(Stored data items)
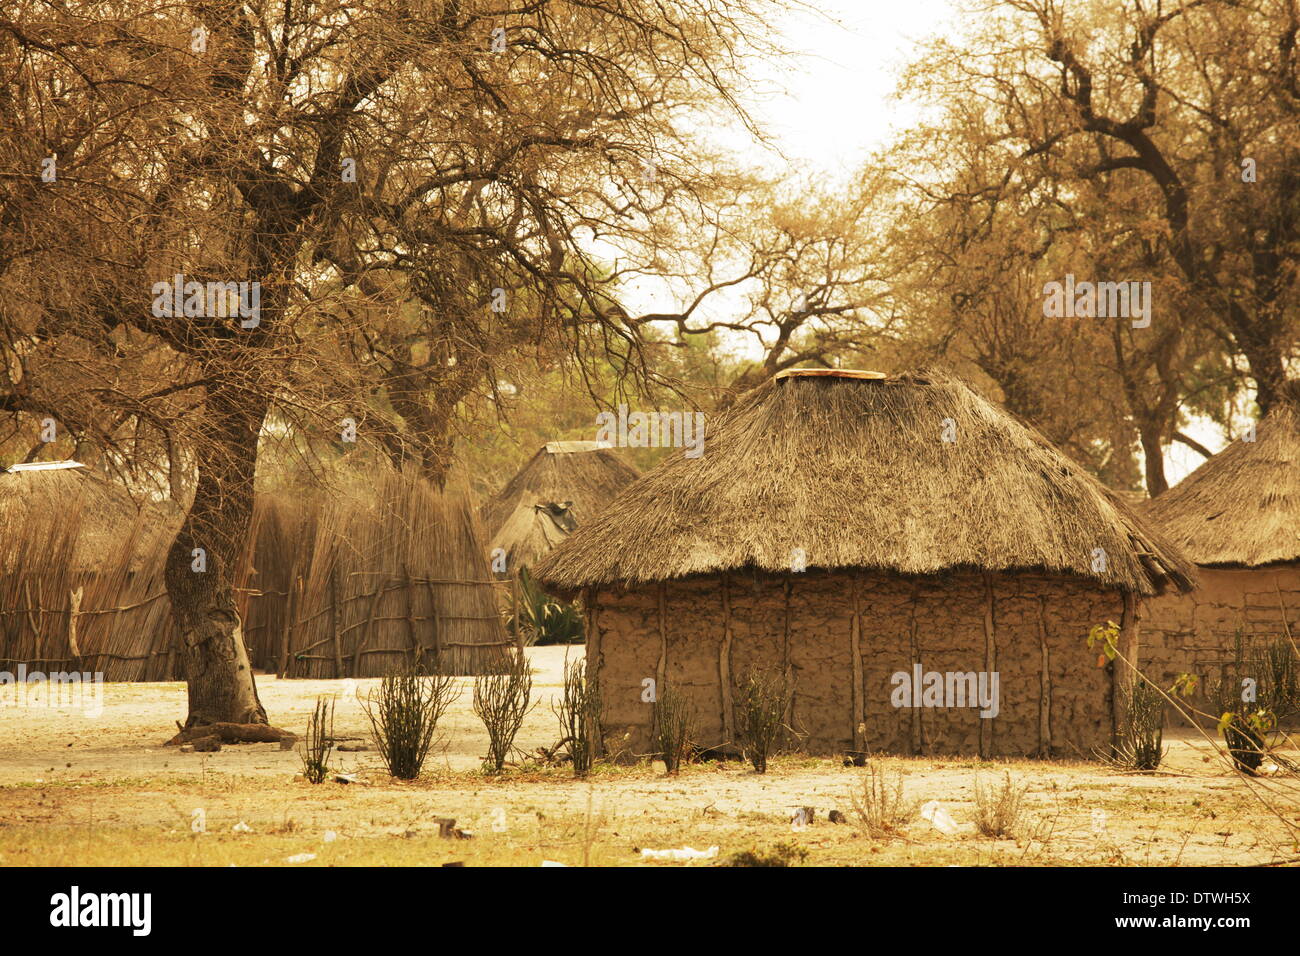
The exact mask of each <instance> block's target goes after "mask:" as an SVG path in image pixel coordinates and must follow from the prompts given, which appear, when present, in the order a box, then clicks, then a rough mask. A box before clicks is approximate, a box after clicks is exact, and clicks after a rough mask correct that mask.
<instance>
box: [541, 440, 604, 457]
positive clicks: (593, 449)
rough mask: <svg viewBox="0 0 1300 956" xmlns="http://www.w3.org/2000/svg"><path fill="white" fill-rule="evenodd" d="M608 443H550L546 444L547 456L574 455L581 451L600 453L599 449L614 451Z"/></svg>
mask: <svg viewBox="0 0 1300 956" xmlns="http://www.w3.org/2000/svg"><path fill="white" fill-rule="evenodd" d="M612 447H614V445H611V444H610V442H607V441H549V442H546V454H549V455H573V454H577V453H580V451H598V450H599V449H612Z"/></svg>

EXERCISE INSTRUCTIONS:
Please rewrite every item above as a JSON list of strings, with one string per line and no entries for blank lines. Leave the pictures out.

RESULT FOR THIS TASK:
[
  "The exact mask of each <instance> block's target goes after \"mask:\" as an SVG path in image pixel coordinates and must follow from the prompts given, which appear, when present, in the order a box, then clicks, then a rough mask. A box before clicks is approximate, a box after clicks is exact, and clicks after a rough mask correct that mask.",
  "<instance>",
  "box: [541, 440, 604, 457]",
  "positive clicks: (593, 449)",
  "rough mask: <svg viewBox=\"0 0 1300 956\" xmlns=\"http://www.w3.org/2000/svg\"><path fill=\"white\" fill-rule=\"evenodd\" d=\"M608 443H550L546 444L547 456L574 455L581 451L600 453L599 449L614 451Z\"/></svg>",
  "mask: <svg viewBox=\"0 0 1300 956\" xmlns=\"http://www.w3.org/2000/svg\"><path fill=\"white\" fill-rule=\"evenodd\" d=\"M612 447H614V445H611V444H610V442H607V441H549V442H546V454H549V455H573V454H577V453H580V451H598V450H599V449H612Z\"/></svg>"
]